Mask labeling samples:
--------------------------------------------------

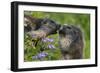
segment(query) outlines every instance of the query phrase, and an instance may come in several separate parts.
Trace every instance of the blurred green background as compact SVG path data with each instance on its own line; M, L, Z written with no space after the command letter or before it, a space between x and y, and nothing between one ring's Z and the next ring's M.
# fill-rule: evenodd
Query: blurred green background
M28 12L28 11L25 11ZM90 58L90 15L89 14L79 14L79 13L59 13L59 12L39 12L33 11L31 15L36 18L50 18L61 25L71 24L78 26L82 29L84 35L84 59ZM49 38L54 39L53 45L56 49L53 53L51 50L46 50L51 56L51 59L46 57L44 60L59 60L61 57L61 52L58 44L58 34L50 35ZM32 56L38 53L38 49L32 46L31 38L24 36L24 61L38 61L33 60Z

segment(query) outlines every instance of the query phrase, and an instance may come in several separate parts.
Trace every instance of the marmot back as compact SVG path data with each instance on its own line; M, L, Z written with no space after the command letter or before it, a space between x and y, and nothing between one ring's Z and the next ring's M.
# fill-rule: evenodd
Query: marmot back
M63 25L59 30L59 45L63 59L82 59L83 41L80 28L73 25Z

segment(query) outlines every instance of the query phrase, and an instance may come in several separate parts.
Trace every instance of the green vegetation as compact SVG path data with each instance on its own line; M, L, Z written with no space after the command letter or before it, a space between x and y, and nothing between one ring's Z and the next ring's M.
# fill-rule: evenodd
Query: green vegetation
M77 13L55 13L55 12L32 12L32 16L36 18L49 17L50 19L56 21L57 23L71 24L80 26L84 33L84 59L90 58L90 15L89 14L77 14ZM61 57L61 52L58 44L58 34L50 35L47 38L52 38L54 49L46 49L44 52L48 53L43 60L58 60ZM34 59L36 55L40 55L41 44L37 47L32 45L32 38L28 37L26 34L24 36L24 61L40 61L41 59ZM40 42L41 43L41 42ZM46 48L49 44L45 45ZM42 45L43 46L43 45ZM43 53L44 54L44 53ZM47 55L47 54L44 54Z

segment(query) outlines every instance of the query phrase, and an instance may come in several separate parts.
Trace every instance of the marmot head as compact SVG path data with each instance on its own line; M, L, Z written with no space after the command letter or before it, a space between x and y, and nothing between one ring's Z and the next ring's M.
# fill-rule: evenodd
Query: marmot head
M60 47L63 51L83 48L83 35L80 28L74 25L63 25L59 29Z

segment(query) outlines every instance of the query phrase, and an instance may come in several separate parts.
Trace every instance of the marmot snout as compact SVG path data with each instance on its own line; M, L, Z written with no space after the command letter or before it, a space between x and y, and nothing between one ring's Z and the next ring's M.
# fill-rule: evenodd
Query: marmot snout
M59 30L59 44L63 59L83 58L83 35L80 28L63 25Z

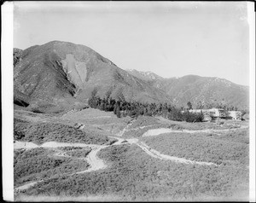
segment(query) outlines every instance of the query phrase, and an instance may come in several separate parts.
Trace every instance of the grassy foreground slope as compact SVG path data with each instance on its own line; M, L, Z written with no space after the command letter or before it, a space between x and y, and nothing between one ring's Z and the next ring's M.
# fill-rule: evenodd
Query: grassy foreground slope
M14 159L15 186L85 170L89 164L75 158L56 157L53 149L15 150Z
M15 120L14 139L15 141L32 142L37 144L49 141L87 144L104 144L108 142L107 136L94 132L85 132L58 123L28 123L16 119Z
M248 174L239 167L166 162L151 158L136 145L111 146L102 149L100 157L110 167L39 183L17 200L23 195L80 200L107 195L119 200L246 200L248 195Z
M218 165L248 165L249 163L247 144L212 138L211 134L166 133L143 140L162 154L190 160Z

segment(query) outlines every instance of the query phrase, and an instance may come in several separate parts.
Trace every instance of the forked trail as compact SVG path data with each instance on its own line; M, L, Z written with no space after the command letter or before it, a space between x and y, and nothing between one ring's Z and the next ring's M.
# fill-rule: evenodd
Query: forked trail
M196 164L196 165L217 165L214 163L212 162L202 162L202 161L192 161L189 160L186 160L184 158L179 158L179 157L175 157L175 156L170 156L166 154L163 154L150 147L148 147L146 143L140 142L137 138L131 138L131 139L124 139L121 136L127 130L128 127L131 125L132 123L130 123L127 125L125 128L123 129L119 133L116 134L115 136L109 136L112 138L115 138L118 141L115 142L112 145L122 145L122 144L136 144L139 148L141 148L145 153L147 153L148 155L151 157L154 157L155 159L160 159L162 160L166 160L166 161L175 161L175 162L179 162L183 164ZM143 128L143 127L140 127ZM140 129L138 128L138 129ZM215 130L216 131L219 130ZM143 134L143 136L156 136L160 135L162 133L166 133L166 132L177 132L181 130L173 130L172 129L153 129L153 130L148 130L146 133ZM208 132L208 130L183 130L183 132L187 132L187 133L195 133L195 132L199 132L199 131L204 131L204 132ZM59 147L90 147L91 148L91 151L87 154L85 158L78 158L83 160L87 161L87 163L90 165L89 168L86 168L84 171L79 171L79 172L73 172L73 173L69 173L69 174L65 174L68 176L72 176L73 174L80 174L80 173L85 173L85 172L90 172L90 171L95 171L97 170L101 169L105 169L108 167L108 165L105 164L105 162L98 158L97 153L102 150L102 148L108 148L109 146L108 145L96 145L96 144L85 144L85 143L68 143L68 142L44 142L41 146L38 146L37 144L34 144L32 142L15 142L15 149L19 149L19 148L26 148L26 149L31 149L34 148L56 148ZM54 155L55 156L64 156L64 157L70 157L67 155L65 153L62 152L57 152ZM41 181L37 181L37 182L32 182L26 183L25 185L22 185L20 187L17 187L15 188L15 192L19 192L20 190L27 189L30 187L37 184Z

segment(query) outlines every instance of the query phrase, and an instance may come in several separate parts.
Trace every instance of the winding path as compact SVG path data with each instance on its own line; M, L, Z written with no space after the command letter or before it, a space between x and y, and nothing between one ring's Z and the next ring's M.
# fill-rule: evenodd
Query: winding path
M198 132L205 132L205 133L218 133L218 132L227 132L230 130L236 130L237 129L245 129L248 128L248 126L241 125L239 128L234 129L205 129L205 130L172 130L172 128L157 128L157 129L151 129L143 133L143 136L159 136L164 133L168 132L177 132L177 133L198 133Z
M115 142L112 145L122 145L122 144L127 144L127 143L136 144L139 148L141 148L145 153L147 153L148 155L150 155L151 157L154 157L155 159L160 159L160 160L171 160L171 161L176 161L176 162L183 163L183 164L197 164L197 165L217 165L216 164L212 163L212 162L192 161L192 160L186 160L184 158L178 158L178 157L175 157L175 156L170 156L170 155L163 154L151 148L145 142L140 142L137 138L131 138L131 139L121 138L121 136L124 135L124 133L126 130L129 130L127 129L131 125L132 125L132 122L128 124L127 126L125 128L124 128L123 130L121 130L120 132L116 134L115 136L109 136L109 137L115 138L115 139L118 140L117 142ZM148 125L148 126L150 126L150 125ZM131 129L131 130L143 129L143 128L148 127L148 126L141 126L141 127L138 127L138 128L136 128L136 129ZM247 128L247 126L241 126L241 128ZM148 130L147 132L145 132L143 135L143 136L157 136L157 135L160 135L160 134L166 133L166 132L195 133L195 132L221 132L221 131L228 131L228 130L230 130L230 129L224 129L224 130L210 130L210 129L207 129L207 130L175 130L169 129L169 128L160 128L160 129ZM81 159L81 160L84 160L87 161L87 163L90 165L89 169L86 169L86 170L84 170L84 171L79 171L79 172L73 172L73 173L69 173L69 174L65 174L65 175L72 176L73 174L81 174L81 173L85 173L85 172L90 172L90 171L95 171L101 170L101 169L105 169L105 168L108 167L108 165L105 164L105 162L102 160L99 159L96 155L97 153L100 150L102 150L102 148L109 147L108 145L48 142L44 142L41 146L38 146L38 145L34 144L32 142L15 142L15 149L19 149L19 148L30 149L30 148L59 148L59 147L82 147L82 148L90 147L91 148L91 151L88 154L88 155L85 158L78 158L78 159ZM70 156L68 156L67 154L66 154L65 153L63 153L61 151L58 151L54 155L70 157ZM25 185L17 187L17 188L15 188L15 192L19 192L19 191L27 189L30 187L32 187L32 186L33 186L33 185L35 185L35 184L37 184L40 182L43 182L43 181L44 180L32 182L32 183L26 183Z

--------------------------------------------------

What you need to do ▸
Recast the material, from its start through the line containing "M77 13L55 13L55", inclusive, as a Markdown table with columns n and Line, numbering each line and skipping blank ones. Leave the pictures out.

Final answer ▸
| n | Line |
|---|---|
| 1 | segment(query) outlines every instance of the query phrase, and an instance may come in several separate parts. |
| 2 | Trace every instance of the blurred green background as compact SVG path data with each instance on its own line; M, L, Z written with no space after the command letter or before it, a space between x and y, and nothing between one ring's Z and the next ring's M. |
| 3 | # fill-rule: evenodd |
| 4 | Query: blurred green background |
| 5 | M28 12L28 11L25 11ZM90 58L90 15L89 14L79 14L79 13L59 13L59 12L39 12L33 11L31 15L36 18L50 18L61 25L71 24L78 26L82 29L84 35L84 59ZM49 38L54 39L53 45L56 49L53 53L51 50L46 50L51 56L51 59L46 57L44 60L59 60L61 57L61 52L58 44L58 34L50 35ZM32 56L38 53L38 49L32 46L31 38L24 36L24 61L38 61L33 60Z |
| 6 | segment(query) outlines every instance of the query phrase, and an instance may come in several separate parts. |
| 7 | Trace every instance of the marmot back as compact SVG path data with each instance on its own line; M, L, Z written with no space after the command letter or before it, a space between x and y, and nothing between one ring's Z and the next ring's M. |
| 8 | # fill-rule: evenodd |
| 9 | Query: marmot back |
| 10 | M63 25L59 30L59 45L63 59L82 59L83 41L80 28L73 25Z |
| 11 | segment(query) outlines every instance of the query phrase, and an instance may come in several separate parts. |
| 12 | Trace every instance of the green vegetation as compact SVG path data with each instance on its own line; M, L, Z written with no space after the command letter or before it, a space between x and y, and nothing between one ring's Z and the next ring's M. |
| 13 | # fill-rule: evenodd |
| 14 | Query: green vegetation |
| 15 | M77 13L55 13L55 12L32 12L32 16L36 18L49 17L50 19L56 21L57 23L71 24L80 26L84 33L84 59L90 58L90 15L89 14L77 14ZM61 57L61 52L58 44L58 34L50 35L47 38L52 38L54 49L46 49L44 52L48 53L43 60L58 60ZM34 59L36 55L40 55L41 44L37 47L32 45L32 38L28 37L26 34L24 36L24 61L40 61L41 59ZM40 42L41 43L41 42ZM46 48L49 44L45 45ZM42 45L43 46L43 45ZM43 53L44 54L44 53ZM47 55L47 54L44 54Z |